Extract to read
NOT FOR PUBLICATION FILED
UNITED STATES COURT OF APPEALS JUL 31 2019
MOLLY C. DWYER, CLERK
U.S. COURT OF APPEALS
FOR THE NINTH CIRCUIT
MATEO NICOLAS CARRANZA- No. 17-70250
ALBARRAN, AKA Alejandro Carranza,
Agency No. A208-305-103
Petitioner,
v. MEMORANDUM*
WILLIAM P. BARR, Attorney General,
Respondent.
On Petition for Review of an Order of the
Board of Immigration Appeals
Argued and Submitted May 14, 2019
Portland, Oregon
Before: N.R. SMITH, WATFORD, and R. NELSON, Circuit Judges.
Mateo Carranza-Albarran is a citizen of Mexico applying for asylum,
withholding of removal, and relief under the Convention Against Torture (CAT).
He claims that he was persecuted in Mexico on account of his membership in a
particular social group, which in his case, was defined by sexual orientation. See 8
U.S.C. § 1101(a)(42); Boer-Sedano v. Gonzales, 418 F.3d 1082, 1087–88 (9th Cir.
*
This disposition is not appropriate for publication and is not precedent
except as provided by Ninth Circuit Rule 36-3.
Page 2 of 6
2005). The immigration judge (IJ) denied his application on the basis of an
adverse credibility determination. The Board of Immigration Appeals (BIA)
affirmed that determination and dismissed Carranza-Albarran’s appeal. In making
its decision, the BIA relied on three alleged omissions from Carranza-Albarran’s
asylum application and two alleged omissions from his testimony. Carranza-
Albarran petitions for review. We conclude that the BIA’s adverse credibility
determination is not supported by substantial evidence.

Listing
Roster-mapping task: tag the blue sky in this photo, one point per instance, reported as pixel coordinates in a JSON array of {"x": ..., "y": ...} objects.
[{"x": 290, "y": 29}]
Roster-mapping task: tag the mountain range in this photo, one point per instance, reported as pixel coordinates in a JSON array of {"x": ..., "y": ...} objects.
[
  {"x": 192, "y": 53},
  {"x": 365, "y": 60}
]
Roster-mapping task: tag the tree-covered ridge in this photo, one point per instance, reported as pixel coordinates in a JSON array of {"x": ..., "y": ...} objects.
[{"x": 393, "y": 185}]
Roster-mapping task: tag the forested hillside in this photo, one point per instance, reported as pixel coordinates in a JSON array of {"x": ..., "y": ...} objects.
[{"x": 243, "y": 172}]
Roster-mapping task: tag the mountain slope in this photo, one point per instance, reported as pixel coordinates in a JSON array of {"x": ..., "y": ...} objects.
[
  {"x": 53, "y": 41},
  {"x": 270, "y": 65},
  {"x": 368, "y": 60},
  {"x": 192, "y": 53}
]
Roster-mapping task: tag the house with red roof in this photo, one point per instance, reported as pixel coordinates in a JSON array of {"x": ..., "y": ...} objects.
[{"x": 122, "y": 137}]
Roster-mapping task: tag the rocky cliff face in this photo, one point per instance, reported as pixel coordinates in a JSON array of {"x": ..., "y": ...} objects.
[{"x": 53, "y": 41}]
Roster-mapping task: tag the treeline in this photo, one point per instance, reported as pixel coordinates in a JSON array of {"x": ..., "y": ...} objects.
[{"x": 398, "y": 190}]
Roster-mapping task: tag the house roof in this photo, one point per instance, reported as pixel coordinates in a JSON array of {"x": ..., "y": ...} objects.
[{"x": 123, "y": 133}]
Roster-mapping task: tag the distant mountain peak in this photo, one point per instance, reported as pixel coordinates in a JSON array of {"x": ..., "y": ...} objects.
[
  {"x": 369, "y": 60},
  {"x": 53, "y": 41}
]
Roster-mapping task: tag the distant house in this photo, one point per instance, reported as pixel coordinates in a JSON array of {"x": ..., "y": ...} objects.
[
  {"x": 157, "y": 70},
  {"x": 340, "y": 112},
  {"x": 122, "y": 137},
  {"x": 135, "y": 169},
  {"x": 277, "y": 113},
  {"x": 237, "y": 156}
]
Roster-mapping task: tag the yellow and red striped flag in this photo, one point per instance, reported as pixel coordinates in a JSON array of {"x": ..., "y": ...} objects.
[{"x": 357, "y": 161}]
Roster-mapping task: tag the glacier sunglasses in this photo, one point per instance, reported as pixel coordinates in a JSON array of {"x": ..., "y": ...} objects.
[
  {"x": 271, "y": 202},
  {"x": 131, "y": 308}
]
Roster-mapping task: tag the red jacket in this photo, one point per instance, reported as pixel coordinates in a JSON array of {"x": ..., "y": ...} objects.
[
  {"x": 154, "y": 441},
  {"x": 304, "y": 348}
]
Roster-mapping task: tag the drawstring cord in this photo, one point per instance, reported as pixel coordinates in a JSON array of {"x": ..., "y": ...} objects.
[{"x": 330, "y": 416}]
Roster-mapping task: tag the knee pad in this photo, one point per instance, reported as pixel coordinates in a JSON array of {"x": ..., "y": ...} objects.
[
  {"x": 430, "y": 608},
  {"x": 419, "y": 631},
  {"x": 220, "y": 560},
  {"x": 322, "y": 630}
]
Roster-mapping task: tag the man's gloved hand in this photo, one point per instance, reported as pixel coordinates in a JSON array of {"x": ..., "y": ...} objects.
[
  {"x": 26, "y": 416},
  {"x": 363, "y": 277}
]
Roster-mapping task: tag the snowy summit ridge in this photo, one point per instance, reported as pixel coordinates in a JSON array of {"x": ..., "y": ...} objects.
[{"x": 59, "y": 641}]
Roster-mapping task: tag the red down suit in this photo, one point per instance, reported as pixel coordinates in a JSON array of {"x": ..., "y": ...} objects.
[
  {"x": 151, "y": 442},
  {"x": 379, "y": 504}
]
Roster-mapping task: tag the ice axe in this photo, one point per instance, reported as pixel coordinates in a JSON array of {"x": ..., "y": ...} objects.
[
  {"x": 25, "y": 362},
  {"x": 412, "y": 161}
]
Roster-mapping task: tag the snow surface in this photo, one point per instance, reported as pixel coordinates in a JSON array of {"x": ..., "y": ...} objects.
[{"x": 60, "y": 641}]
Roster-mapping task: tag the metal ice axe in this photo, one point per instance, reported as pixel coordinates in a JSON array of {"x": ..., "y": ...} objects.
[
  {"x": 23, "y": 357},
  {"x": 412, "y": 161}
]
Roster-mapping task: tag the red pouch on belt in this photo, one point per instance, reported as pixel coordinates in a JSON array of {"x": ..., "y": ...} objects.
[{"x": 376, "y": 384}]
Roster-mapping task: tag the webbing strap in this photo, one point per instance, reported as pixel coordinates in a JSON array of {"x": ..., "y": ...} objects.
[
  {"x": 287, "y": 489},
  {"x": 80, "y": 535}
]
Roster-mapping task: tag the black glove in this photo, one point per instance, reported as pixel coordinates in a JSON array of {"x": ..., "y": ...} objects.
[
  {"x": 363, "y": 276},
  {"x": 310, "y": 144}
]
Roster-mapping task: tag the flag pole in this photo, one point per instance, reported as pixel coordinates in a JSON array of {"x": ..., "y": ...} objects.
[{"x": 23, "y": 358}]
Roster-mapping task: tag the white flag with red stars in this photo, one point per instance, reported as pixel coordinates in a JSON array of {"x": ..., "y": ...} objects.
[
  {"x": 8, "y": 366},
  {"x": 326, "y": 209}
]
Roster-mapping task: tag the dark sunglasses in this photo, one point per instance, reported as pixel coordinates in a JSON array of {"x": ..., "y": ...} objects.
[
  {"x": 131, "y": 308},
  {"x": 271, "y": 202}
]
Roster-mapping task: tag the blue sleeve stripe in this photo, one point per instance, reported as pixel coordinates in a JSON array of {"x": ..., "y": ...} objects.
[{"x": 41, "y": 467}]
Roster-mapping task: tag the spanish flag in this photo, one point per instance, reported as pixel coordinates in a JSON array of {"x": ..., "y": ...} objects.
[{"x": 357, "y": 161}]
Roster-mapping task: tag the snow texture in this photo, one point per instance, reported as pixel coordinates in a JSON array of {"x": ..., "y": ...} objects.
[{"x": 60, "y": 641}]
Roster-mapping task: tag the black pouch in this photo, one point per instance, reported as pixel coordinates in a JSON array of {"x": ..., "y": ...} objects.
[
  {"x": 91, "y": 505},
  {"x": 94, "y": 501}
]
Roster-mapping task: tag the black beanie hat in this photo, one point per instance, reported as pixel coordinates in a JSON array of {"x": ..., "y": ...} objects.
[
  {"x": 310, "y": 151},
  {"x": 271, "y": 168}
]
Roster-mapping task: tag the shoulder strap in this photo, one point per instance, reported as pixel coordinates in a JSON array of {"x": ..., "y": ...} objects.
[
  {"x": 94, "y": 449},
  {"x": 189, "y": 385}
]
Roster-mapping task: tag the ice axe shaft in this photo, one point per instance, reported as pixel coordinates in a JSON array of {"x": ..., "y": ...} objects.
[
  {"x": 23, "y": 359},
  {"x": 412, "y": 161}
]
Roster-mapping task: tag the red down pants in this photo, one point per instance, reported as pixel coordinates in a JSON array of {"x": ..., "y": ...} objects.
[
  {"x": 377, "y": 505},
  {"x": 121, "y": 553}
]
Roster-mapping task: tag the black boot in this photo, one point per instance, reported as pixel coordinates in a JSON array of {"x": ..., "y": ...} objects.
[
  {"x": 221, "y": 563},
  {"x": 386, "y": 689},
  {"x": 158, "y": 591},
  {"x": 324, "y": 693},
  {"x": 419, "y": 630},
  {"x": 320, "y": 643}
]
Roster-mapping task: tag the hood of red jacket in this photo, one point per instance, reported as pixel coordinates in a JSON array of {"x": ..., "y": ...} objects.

Set of tasks
1. Summarize the court memorandum in two sentences.
2. Rewrite the paragraph of the court memorandum that begins "Mateo Carranza-Albarran is a citizen of Mexico" as a short bulleted list that keeps its main facts.
3. Extract a passage from the court memorandum word for word, beginning at the words "NOT FOR PUBLICATION" and stopping after the words "Respondent.".
The material comes from a different source than the court memorandum.

Responses
1. Mateo Carranza-Albarran, a citizen of Mexico, applied for asylum, withholding of removal, and relief under the Convention Against Torture, claiming he was persecuted in Mexico because of his membership in a particular social group defined by sexual orientation. The immigration judge denied his application on the basis of an adverse credibility determination, which the Board of Immigration Appeals affirmed, but the court concludes that this determination is not supported by substantial evidence.

2.
- Carranza-Albarran, a citizen of Mexico, seeks asylum, withholding of removal, and Convention Against Torture relief.
- He claims persecution in Mexico based on membership in a particular social group defined by sexual orientation.
- The immigration judge denied his application based on an adverse credibility determination.
- The Board of Immigration Appeals affirmed and dismissed his appeal, relying on three alleged omissions from his asylum application and two from his testimony.
- He petitions for review, and the court concludes the adverse credibility determination is not supported by substantial evidence.

3.
NOT FOR PUBLICATION FILED
UNITED STATES COURT OF APPEALS JUL 31 2019
MOLLY C. DWYER, CLERK
U.S. COURT OF APPEALS
FOR THE NINTH CIRCUIT
MATEO NICOLAS CARRANZA- No. 17-70250
ALBARRAN, AKA Alejandro Carranza,
Agency No. A208-305-103
Petitioner,
v. MEMORANDUM*
WILLIAM P. BARR, Attorney General,
Respondent.